**Exercise goal:**
Repeat only the lines below from the one containing "box: [102, 476, 662, 854]" through the one containing "496L225 530L141 651L120", inclusive, exactly as written.

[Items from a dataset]
++++++++++

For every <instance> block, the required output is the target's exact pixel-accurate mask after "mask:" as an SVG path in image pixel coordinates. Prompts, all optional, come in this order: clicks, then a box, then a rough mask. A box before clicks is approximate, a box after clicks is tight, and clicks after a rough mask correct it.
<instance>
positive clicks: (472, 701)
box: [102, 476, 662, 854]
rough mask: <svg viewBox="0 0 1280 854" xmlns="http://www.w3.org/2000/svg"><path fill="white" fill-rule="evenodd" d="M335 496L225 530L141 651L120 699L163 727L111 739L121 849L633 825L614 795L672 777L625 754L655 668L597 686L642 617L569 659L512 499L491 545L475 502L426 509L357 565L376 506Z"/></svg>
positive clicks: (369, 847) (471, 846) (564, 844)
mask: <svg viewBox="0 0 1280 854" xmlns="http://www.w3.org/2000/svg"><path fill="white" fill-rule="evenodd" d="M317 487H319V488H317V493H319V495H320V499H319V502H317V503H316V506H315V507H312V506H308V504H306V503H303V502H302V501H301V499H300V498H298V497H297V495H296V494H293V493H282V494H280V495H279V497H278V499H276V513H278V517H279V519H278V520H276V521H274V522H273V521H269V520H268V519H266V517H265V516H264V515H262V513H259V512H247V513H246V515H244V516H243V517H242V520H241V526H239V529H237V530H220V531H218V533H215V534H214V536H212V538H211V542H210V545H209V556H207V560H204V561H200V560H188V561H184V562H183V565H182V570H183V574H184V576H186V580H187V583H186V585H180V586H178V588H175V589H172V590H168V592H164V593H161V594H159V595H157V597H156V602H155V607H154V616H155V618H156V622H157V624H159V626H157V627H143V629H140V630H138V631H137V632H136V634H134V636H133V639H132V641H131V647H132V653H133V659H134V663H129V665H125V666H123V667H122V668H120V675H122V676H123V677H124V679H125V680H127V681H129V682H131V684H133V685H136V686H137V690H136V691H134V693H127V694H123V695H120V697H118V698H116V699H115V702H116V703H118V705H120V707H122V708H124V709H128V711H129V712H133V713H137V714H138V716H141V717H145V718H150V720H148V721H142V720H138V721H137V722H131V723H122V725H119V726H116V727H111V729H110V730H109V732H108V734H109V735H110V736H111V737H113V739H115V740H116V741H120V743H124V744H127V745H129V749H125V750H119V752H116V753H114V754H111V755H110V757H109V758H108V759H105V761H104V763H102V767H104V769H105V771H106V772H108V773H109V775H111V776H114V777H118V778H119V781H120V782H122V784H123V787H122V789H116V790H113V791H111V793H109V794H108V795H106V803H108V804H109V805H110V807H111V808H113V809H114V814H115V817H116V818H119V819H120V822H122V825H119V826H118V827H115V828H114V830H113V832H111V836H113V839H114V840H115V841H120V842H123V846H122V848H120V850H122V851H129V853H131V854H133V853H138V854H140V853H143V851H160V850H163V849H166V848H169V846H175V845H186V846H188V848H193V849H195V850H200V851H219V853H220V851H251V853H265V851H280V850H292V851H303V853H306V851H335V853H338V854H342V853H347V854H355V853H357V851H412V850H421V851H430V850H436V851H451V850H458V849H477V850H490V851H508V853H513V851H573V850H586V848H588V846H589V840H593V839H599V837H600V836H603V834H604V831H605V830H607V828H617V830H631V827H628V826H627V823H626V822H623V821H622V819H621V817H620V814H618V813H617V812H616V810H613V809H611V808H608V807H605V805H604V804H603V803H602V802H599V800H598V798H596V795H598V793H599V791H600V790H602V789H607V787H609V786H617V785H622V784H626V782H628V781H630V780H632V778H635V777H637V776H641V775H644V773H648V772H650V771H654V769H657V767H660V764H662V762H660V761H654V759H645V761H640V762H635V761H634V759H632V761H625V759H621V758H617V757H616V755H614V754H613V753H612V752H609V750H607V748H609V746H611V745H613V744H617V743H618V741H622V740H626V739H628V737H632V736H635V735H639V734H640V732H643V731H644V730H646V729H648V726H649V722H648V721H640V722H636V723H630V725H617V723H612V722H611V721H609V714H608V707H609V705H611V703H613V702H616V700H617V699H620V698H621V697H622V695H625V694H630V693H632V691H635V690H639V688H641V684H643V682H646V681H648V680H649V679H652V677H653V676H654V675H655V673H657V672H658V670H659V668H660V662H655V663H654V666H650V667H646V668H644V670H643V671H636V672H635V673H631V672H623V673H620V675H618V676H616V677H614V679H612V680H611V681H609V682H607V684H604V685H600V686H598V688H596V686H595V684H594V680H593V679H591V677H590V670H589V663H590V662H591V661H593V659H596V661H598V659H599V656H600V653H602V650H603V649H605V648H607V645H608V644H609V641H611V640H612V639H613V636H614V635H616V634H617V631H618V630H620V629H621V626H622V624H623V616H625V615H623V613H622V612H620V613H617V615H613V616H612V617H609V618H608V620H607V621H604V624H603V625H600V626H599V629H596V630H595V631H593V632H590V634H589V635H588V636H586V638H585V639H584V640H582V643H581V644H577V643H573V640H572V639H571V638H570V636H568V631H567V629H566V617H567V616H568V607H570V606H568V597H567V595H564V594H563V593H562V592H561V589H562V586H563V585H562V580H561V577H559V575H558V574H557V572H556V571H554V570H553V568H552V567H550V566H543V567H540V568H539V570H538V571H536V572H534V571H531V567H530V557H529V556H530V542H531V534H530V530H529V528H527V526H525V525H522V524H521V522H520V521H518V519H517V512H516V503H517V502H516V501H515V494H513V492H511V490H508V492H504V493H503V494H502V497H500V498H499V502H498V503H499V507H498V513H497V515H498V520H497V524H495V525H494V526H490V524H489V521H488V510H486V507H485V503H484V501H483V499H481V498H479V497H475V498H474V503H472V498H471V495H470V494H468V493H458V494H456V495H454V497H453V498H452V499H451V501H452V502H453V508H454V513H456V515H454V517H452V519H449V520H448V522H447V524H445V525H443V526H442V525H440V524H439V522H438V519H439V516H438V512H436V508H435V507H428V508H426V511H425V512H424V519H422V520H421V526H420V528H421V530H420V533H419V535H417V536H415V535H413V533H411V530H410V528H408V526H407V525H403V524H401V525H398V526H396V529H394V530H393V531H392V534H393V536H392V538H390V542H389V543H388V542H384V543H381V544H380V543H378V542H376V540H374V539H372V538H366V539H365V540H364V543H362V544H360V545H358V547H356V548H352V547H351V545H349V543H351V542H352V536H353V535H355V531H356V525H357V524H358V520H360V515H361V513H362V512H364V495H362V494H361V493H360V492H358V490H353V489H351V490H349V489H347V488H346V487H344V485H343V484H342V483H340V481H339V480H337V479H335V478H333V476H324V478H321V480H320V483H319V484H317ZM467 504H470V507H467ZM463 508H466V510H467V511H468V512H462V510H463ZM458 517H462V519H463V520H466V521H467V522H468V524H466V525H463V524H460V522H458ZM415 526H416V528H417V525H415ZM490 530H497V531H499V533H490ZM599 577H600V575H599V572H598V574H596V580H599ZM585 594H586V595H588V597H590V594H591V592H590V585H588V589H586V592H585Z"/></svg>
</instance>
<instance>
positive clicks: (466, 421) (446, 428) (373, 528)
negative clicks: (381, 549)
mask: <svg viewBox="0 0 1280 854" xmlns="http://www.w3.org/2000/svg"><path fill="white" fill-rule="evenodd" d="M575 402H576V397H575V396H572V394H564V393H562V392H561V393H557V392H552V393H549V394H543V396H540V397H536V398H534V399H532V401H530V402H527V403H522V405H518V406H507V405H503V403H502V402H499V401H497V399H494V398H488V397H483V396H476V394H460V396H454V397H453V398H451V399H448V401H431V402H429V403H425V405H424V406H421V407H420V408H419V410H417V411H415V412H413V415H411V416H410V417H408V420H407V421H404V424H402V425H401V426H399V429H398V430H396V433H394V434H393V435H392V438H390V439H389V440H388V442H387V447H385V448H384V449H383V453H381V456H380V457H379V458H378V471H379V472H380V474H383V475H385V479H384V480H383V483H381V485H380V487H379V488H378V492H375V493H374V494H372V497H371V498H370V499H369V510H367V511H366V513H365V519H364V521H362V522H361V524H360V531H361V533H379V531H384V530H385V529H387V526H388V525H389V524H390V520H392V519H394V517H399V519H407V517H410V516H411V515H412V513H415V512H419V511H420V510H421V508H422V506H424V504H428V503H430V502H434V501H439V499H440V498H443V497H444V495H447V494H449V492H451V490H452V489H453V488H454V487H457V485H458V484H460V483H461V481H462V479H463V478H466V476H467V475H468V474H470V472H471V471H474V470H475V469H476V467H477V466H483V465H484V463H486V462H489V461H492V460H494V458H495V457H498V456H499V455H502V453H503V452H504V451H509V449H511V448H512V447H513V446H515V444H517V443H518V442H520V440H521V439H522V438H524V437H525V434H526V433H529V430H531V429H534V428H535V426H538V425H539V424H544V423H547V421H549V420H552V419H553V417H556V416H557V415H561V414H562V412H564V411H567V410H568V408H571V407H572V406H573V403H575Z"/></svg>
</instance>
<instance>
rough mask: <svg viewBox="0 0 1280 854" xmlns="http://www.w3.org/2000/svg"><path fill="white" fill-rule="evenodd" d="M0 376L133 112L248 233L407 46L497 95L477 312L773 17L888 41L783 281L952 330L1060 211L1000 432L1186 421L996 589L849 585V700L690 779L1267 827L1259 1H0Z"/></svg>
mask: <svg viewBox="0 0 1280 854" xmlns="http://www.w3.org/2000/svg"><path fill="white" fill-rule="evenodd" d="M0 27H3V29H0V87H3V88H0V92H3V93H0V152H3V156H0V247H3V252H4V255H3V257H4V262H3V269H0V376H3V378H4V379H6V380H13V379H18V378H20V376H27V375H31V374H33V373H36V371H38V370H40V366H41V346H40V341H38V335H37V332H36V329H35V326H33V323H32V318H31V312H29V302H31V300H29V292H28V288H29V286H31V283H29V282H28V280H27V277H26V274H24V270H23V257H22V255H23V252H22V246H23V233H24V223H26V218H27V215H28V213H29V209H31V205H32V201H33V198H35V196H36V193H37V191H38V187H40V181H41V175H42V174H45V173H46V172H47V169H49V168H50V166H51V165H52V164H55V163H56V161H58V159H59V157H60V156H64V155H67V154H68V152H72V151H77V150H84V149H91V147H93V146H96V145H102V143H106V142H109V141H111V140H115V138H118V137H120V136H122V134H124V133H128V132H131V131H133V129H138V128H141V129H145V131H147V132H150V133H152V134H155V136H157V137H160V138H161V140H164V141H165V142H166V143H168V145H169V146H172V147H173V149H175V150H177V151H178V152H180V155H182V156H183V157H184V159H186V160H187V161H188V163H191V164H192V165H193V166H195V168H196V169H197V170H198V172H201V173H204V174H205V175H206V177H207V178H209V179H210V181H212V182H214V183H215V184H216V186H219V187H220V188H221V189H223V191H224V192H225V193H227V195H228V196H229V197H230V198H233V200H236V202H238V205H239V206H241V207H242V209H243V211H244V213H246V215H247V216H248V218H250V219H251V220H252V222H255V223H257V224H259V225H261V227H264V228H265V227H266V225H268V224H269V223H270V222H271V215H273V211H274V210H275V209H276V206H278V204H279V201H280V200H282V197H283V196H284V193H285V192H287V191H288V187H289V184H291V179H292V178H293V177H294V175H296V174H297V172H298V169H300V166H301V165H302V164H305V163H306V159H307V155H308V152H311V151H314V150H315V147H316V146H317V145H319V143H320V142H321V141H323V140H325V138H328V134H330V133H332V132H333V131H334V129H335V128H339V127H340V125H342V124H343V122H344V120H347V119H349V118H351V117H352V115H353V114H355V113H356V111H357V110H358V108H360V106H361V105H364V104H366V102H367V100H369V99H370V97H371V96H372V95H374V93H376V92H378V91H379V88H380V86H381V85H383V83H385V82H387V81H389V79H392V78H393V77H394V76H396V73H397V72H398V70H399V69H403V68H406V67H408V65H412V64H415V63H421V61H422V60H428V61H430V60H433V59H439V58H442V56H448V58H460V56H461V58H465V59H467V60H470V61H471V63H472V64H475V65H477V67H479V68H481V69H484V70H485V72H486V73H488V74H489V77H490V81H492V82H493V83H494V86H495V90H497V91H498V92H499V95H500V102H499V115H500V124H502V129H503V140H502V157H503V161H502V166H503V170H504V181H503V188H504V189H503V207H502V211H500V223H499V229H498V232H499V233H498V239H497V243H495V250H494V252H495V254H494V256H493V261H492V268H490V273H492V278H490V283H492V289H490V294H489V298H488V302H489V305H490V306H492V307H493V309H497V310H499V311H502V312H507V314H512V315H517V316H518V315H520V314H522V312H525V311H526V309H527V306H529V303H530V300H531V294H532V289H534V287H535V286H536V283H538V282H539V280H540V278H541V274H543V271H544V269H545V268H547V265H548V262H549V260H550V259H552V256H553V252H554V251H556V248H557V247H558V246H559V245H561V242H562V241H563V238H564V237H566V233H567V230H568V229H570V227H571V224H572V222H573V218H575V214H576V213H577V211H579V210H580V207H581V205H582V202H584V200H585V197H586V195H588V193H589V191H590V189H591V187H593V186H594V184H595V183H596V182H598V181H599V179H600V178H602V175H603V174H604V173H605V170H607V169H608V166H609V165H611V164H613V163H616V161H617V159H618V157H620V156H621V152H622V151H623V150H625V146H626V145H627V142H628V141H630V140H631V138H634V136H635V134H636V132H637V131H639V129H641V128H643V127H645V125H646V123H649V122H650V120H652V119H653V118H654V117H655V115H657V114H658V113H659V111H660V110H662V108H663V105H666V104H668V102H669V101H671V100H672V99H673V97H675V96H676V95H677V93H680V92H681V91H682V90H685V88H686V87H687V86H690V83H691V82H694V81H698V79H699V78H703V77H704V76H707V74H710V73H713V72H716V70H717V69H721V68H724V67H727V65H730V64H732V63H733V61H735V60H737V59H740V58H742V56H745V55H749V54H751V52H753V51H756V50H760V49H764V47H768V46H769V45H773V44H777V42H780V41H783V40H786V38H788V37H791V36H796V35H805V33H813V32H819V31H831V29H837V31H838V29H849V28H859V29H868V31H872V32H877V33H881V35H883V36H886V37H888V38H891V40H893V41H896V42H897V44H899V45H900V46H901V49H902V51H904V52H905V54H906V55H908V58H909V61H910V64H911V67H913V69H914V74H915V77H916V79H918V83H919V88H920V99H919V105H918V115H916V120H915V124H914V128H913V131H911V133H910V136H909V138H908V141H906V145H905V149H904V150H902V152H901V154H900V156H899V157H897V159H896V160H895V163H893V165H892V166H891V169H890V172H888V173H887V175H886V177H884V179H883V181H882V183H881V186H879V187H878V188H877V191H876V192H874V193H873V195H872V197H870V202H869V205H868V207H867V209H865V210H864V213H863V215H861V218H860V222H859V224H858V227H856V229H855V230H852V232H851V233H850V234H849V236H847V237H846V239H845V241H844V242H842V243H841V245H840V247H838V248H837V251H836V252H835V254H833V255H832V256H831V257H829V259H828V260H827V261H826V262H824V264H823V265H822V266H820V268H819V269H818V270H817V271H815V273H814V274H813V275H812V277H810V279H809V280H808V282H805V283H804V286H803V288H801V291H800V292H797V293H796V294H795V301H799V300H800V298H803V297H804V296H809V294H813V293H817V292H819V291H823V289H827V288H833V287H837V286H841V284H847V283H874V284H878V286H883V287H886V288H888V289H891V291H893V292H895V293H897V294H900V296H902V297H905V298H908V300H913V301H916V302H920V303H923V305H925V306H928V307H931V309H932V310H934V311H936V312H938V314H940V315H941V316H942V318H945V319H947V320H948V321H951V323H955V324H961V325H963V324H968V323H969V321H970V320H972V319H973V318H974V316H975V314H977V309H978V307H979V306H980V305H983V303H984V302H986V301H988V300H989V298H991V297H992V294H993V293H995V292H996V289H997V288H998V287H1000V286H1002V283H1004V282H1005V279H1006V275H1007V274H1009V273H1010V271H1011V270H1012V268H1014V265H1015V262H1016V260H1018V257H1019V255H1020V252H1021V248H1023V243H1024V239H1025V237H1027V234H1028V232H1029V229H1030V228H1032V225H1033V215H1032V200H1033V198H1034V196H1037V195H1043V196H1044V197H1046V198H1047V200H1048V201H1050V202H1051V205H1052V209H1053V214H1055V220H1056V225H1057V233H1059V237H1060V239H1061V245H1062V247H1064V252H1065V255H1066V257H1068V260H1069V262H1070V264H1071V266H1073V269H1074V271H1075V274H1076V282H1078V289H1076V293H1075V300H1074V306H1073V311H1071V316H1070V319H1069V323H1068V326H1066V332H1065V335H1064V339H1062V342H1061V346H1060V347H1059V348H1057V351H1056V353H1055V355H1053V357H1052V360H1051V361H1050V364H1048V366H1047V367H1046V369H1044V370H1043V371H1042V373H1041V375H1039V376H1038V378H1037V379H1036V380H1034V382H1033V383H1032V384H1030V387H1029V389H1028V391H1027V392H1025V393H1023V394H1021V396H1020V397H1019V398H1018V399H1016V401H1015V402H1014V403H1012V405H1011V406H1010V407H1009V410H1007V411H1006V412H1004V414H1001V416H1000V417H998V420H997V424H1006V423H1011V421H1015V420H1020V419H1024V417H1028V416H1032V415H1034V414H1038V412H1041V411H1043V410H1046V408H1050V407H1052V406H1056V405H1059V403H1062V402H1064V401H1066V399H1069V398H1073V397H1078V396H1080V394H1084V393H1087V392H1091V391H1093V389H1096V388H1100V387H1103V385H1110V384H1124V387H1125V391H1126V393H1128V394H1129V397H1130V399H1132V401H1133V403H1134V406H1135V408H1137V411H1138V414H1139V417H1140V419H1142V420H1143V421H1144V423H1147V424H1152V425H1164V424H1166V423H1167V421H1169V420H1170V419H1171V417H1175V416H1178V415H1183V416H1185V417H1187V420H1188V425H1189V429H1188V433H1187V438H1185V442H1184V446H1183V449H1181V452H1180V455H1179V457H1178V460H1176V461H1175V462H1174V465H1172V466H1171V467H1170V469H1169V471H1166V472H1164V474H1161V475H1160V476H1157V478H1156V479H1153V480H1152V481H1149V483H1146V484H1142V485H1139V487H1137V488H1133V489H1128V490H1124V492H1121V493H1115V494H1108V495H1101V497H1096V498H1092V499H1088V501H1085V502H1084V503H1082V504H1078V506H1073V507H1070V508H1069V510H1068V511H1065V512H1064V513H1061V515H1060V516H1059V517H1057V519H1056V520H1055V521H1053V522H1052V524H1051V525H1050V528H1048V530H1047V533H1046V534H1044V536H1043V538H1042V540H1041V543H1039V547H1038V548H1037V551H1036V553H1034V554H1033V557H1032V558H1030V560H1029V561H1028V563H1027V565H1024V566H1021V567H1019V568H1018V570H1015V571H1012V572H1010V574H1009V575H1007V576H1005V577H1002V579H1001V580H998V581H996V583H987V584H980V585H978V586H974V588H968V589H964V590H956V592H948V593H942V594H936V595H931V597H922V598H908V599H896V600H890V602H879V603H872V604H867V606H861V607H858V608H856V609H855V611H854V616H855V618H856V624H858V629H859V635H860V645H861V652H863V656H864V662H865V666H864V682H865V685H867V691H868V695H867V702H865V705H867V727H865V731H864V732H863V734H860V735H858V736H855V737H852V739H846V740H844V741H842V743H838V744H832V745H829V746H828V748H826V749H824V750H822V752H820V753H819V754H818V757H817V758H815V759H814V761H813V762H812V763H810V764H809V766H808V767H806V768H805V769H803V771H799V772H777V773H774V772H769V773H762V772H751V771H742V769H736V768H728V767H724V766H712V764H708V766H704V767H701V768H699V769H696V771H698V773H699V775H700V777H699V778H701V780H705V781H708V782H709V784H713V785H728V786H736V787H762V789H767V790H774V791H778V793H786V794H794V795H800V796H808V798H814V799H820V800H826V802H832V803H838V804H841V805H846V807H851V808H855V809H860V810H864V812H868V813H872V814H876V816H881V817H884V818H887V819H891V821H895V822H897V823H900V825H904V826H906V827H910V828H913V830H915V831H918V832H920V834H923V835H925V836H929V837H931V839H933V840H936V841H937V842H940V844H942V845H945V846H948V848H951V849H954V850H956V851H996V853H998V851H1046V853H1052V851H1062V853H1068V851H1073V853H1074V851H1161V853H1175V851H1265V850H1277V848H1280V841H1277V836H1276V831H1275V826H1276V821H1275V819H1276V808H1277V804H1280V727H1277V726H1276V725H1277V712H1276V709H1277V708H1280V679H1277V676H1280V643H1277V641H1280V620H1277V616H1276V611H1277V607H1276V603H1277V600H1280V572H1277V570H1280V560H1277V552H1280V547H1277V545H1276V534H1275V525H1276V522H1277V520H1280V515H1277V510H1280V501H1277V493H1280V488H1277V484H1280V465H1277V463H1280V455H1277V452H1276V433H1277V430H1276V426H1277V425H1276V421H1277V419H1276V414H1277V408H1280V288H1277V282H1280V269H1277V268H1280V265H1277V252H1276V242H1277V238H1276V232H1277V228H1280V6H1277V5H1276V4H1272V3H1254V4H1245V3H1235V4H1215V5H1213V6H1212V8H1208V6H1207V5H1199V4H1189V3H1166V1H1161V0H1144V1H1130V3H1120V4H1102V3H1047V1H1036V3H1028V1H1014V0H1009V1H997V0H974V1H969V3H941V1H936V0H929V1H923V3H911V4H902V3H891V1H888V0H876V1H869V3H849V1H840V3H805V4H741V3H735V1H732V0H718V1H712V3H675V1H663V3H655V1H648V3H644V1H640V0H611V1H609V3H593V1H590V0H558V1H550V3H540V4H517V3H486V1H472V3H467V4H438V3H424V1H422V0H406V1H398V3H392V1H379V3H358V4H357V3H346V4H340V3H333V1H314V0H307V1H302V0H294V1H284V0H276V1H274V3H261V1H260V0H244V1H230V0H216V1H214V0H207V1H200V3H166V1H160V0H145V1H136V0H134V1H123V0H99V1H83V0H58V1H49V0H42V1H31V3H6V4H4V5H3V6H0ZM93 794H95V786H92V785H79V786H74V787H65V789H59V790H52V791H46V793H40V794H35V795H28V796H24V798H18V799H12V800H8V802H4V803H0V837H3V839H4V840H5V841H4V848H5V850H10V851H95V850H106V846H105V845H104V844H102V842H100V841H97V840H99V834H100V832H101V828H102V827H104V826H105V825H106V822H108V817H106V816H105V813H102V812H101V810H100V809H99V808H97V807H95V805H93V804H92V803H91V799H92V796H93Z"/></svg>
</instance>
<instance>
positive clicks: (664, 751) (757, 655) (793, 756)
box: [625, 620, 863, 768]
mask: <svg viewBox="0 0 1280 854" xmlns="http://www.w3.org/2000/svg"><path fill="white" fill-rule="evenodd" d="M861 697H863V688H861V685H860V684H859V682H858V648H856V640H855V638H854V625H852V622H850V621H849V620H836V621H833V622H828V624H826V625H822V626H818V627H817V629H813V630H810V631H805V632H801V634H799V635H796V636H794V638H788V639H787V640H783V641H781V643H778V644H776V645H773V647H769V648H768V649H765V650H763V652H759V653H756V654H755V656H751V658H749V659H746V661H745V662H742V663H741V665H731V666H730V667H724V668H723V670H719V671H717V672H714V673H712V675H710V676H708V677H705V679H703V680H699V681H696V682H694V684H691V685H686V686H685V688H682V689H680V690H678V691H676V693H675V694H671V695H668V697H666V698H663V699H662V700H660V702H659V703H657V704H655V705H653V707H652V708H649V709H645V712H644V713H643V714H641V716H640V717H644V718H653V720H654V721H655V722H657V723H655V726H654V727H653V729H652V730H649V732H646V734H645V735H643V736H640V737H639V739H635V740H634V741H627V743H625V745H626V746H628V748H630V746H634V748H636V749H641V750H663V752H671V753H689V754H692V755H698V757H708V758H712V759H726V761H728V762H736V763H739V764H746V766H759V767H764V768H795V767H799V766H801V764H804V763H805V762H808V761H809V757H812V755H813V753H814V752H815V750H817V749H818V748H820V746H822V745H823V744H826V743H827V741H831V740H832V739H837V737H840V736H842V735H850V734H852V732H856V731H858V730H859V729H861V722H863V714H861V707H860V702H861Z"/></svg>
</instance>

++++++++++

**Response area:**
box: [102, 476, 662, 854]
rough mask: <svg viewBox="0 0 1280 854" xmlns="http://www.w3.org/2000/svg"><path fill="white" fill-rule="evenodd" d="M335 496L225 530L141 651L120 699L163 727L111 739L121 849L633 825L614 795L672 777L625 754L655 668L597 686L642 617L569 659L512 499L491 545L475 502L426 509L357 565L376 506Z"/></svg>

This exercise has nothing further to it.